* _Instructions for the task_
Rewrite the stretch from the line that contains "each like (106,226)." through the end of the lines, keeping every request as it stands and scaling each point coordinate in the answers by 1.85, rounded to the nearest whole number with halves going up. Include only that stretch, and leave out the pictures.
— begin Input for this task —
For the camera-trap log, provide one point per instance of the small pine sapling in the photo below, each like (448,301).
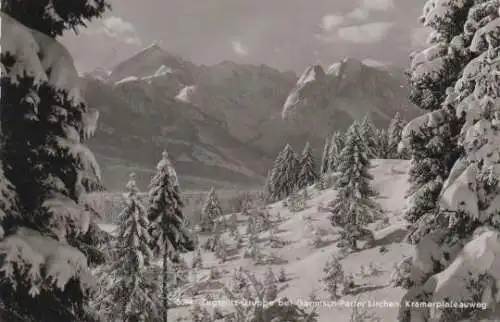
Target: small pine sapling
(197,259)
(333,277)
(282,275)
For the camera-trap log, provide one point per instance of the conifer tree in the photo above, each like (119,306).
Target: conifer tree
(325,157)
(211,211)
(271,285)
(333,277)
(284,174)
(197,259)
(282,275)
(394,136)
(308,173)
(336,145)
(382,140)
(168,229)
(131,296)
(463,229)
(44,123)
(367,132)
(353,205)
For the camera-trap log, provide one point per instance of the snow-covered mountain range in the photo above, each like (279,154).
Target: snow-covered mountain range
(223,124)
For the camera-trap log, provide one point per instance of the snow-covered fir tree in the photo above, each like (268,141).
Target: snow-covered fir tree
(233,224)
(8,203)
(211,211)
(336,146)
(168,225)
(381,138)
(317,239)
(307,174)
(325,157)
(49,240)
(271,285)
(221,250)
(282,275)
(353,206)
(367,132)
(131,296)
(394,136)
(238,282)
(200,314)
(333,277)
(431,140)
(457,245)
(284,174)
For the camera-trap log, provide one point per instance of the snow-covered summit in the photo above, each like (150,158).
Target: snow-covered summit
(186,94)
(153,61)
(348,91)
(348,66)
(312,73)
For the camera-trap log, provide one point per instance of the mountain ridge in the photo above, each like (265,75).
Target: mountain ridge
(223,124)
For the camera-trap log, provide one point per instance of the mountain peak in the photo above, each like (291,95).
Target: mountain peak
(148,61)
(312,73)
(347,66)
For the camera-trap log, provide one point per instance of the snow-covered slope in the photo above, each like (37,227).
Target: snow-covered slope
(243,102)
(304,263)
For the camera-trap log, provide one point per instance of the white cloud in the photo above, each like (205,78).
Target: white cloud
(359,14)
(381,5)
(116,27)
(239,48)
(329,22)
(366,33)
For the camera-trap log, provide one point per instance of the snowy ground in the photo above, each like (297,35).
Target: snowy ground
(304,263)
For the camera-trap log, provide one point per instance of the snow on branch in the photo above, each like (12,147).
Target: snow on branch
(39,257)
(38,56)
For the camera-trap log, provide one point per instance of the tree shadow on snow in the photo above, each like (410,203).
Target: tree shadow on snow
(396,236)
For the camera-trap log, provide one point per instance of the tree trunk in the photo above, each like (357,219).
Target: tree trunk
(164,290)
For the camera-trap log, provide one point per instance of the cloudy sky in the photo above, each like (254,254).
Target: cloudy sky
(285,34)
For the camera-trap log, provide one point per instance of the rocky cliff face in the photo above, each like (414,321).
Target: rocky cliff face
(223,124)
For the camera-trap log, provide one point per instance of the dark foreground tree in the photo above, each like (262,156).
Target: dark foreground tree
(168,229)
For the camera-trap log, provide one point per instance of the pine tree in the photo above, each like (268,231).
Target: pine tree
(211,211)
(131,296)
(336,145)
(353,205)
(221,250)
(394,136)
(284,174)
(8,203)
(383,147)
(44,123)
(197,259)
(307,174)
(367,132)
(466,219)
(333,277)
(325,157)
(271,285)
(282,275)
(168,225)
(239,281)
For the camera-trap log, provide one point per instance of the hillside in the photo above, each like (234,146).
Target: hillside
(223,124)
(304,263)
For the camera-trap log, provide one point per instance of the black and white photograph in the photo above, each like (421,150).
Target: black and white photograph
(250,161)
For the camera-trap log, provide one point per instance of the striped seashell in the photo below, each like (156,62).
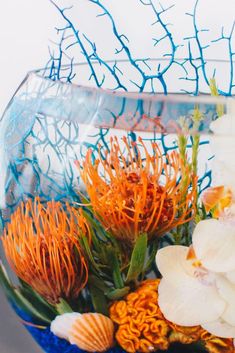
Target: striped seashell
(92,332)
(62,324)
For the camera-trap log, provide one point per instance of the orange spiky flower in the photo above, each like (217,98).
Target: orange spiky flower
(139,192)
(41,244)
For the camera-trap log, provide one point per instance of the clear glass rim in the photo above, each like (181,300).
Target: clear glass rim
(202,98)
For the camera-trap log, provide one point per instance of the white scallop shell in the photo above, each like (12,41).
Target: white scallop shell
(92,332)
(62,324)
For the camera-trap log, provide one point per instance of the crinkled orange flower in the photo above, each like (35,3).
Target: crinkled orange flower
(133,191)
(41,244)
(142,326)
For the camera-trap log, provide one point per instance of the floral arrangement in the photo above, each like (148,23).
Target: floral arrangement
(142,262)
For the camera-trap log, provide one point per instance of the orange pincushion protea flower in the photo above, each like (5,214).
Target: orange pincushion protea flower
(142,326)
(41,244)
(139,192)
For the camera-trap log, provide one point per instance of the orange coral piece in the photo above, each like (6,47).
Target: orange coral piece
(142,327)
(41,244)
(136,192)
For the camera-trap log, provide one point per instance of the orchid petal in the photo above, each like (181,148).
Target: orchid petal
(226,290)
(213,243)
(186,304)
(220,328)
(184,298)
(172,261)
(230,276)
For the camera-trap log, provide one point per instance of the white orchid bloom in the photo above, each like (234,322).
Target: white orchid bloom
(201,291)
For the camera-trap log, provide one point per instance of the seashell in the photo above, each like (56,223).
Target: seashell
(92,332)
(62,324)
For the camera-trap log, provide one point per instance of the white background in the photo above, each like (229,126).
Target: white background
(26,26)
(25,29)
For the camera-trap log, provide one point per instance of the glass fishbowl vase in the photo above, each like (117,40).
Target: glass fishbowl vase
(117,197)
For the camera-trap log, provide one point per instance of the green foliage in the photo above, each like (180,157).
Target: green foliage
(137,259)
(24,298)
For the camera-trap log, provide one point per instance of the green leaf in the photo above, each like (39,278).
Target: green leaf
(63,307)
(15,297)
(98,282)
(137,258)
(98,300)
(151,258)
(116,272)
(37,301)
(88,252)
(118,293)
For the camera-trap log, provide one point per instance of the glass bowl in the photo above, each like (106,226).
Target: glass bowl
(50,127)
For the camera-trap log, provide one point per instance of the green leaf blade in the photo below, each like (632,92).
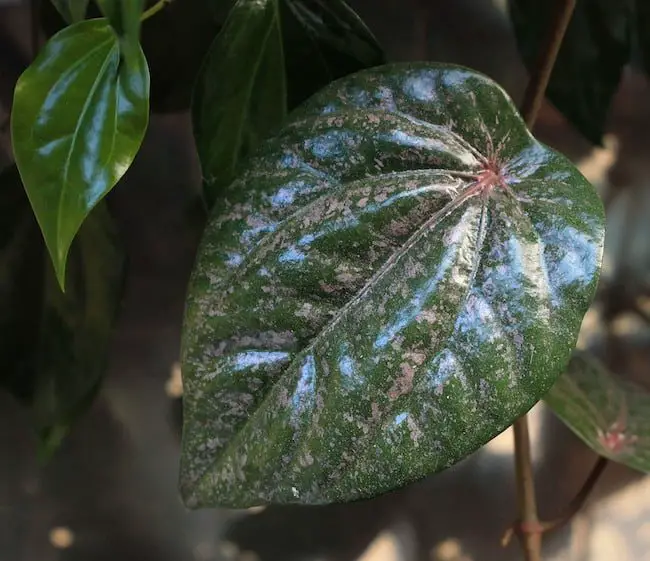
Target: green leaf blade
— end Input for this task —
* _Written solution_
For the camera-trap log, provide one point per instance of the glass bowl in the photo above, each like (106,226).
Target: glass bowl
(93,235)
For the camera-trap log, provide one point per instance of the green leaf blade in the photo below, each like (632,92).
Target: green leaf blade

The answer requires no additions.